Written exercise:
Render every line of the rows below as a numbered list, skipping blank lines and leaving the pictures out.

Dataset excerpts on pointing at objects
# # # # # # #
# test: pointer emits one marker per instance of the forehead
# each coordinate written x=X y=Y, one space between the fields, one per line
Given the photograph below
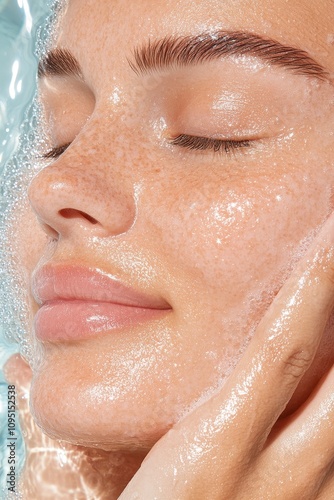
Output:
x=102 y=34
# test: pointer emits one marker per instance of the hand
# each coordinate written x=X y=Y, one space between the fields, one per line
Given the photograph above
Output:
x=233 y=446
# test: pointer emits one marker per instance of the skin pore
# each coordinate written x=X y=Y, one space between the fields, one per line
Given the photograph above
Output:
x=214 y=234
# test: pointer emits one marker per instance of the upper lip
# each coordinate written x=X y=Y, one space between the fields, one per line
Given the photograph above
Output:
x=73 y=282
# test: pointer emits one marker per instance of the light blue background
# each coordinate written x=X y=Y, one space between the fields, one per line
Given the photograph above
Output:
x=19 y=22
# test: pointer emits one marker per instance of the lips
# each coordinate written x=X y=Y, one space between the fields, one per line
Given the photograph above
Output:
x=78 y=302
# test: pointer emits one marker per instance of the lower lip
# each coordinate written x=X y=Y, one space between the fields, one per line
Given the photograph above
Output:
x=75 y=320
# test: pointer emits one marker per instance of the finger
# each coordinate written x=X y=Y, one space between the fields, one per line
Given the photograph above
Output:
x=286 y=340
x=303 y=452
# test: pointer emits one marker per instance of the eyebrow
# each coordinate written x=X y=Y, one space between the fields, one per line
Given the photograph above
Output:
x=59 y=62
x=190 y=50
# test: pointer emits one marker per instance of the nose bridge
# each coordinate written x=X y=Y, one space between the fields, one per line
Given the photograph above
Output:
x=86 y=188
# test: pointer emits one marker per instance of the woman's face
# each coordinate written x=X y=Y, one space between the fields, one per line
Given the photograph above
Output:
x=148 y=194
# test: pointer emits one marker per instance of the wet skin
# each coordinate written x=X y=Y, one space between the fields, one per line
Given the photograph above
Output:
x=214 y=234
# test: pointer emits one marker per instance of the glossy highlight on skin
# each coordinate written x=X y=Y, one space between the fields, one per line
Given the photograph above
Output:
x=213 y=234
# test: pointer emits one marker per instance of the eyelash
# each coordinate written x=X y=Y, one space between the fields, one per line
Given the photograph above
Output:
x=191 y=142
x=196 y=143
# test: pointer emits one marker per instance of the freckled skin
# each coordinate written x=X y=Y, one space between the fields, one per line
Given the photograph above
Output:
x=214 y=235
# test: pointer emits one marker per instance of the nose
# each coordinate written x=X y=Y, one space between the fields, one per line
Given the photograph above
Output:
# # # # # # #
Final answer:
1. # test: pointer emits one marker per instance of the forehead
2. # each coordinate written x=X y=Y, one space between the fields, one per line
3. Given the photograph below
4. Output:
5. x=102 y=34
6. # test: pointer emits one marker per instance of the hand
7. # each coordinate written x=X y=Y, one space between the fields, one per line
8. Given the photograph above
9. Output:
10. x=233 y=446
11. # test: pointer emits one marker per instance of the skin pore
12. # each coordinate written x=X y=Y, one space between the fields, one per line
13. Given the photograph above
14. Output:
15. x=214 y=234
16. # test: pointer emits one marker per instance of the upper lip
17. # each coordinate written x=X y=Y, one space between the fields, one per line
18. Given the photograph above
19. Output:
20. x=73 y=282
21. # test: pointer emits one marker per instance of the light blue background
22. # each coordinate written x=X y=Y, one space between the fields, one per line
23. Given the photograph above
24. Output:
25. x=19 y=22
26. # test: pointer emits one marker per instance of the lips
27. # each coordinate written x=X y=Y, one space between the fields, one per line
28. Given the photograph above
29. Output:
30. x=78 y=302
31. # test: pointer emits one marker per instance of the lower lip
32. # each coordinate written x=X y=Y, one space between the fields, one per line
33. Given the photograph above
34. Output:
35. x=75 y=320
36. # test: pointer emits one marker per instance of the finger
37. # each coordinate written x=X y=Y, one space between the fields, one per line
38. Given the photograph above
39. Output:
40. x=286 y=340
41. x=303 y=452
42. # test: pointer emits one marker per instance of the eyebrow
43. # each coordinate written x=X y=Y, one space between the fields, one per line
44. Given the photograph above
45. Output:
46. x=59 y=62
47. x=190 y=50
48. # test: pointer emits one marker per instance of the nose bridge
49. # each coordinate written x=X y=Y, one space between the fields, one per line
50. Given the photograph above
51. Output:
52. x=86 y=188
53. # test: pointer emits one marker per instance of the woman's face
54. # each coordinate written x=X y=Y, one space between the fields, one per line
55. Given the photograph above
56. Output:
57. x=148 y=194
58. # test: pointer emits one marker per instance of the wet skin
59. # each coordinate written x=X y=Y, one space between the fields, one per line
60. Given the photograph above
61. Output:
62. x=214 y=234
63. # test: pointer emits one marker per instance of the glossy highlight on skin
64. # each coordinate written x=X y=Y, one space between the fields, one per line
65. Given the photograph above
66. Output:
67. x=213 y=234
68. # test: pointer emits one marker per instance of the eyelash
69. # each coordinate written x=X y=Y, one space between the fields, one per line
70. Given the photograph above
71. Output:
72. x=191 y=142
73. x=196 y=143
74. # test: pointer emits one marker per instance of the freckled skin
75. # each coordinate written x=X y=Y, one space between the fields, one per line
76. Given the photograph above
77. Output:
78. x=214 y=235
79. # test: pointer emits one marker per instance of the nose
80. # each coordinate written x=X y=Y, one space between the fields, one per line
81. Given the photograph above
82. Output:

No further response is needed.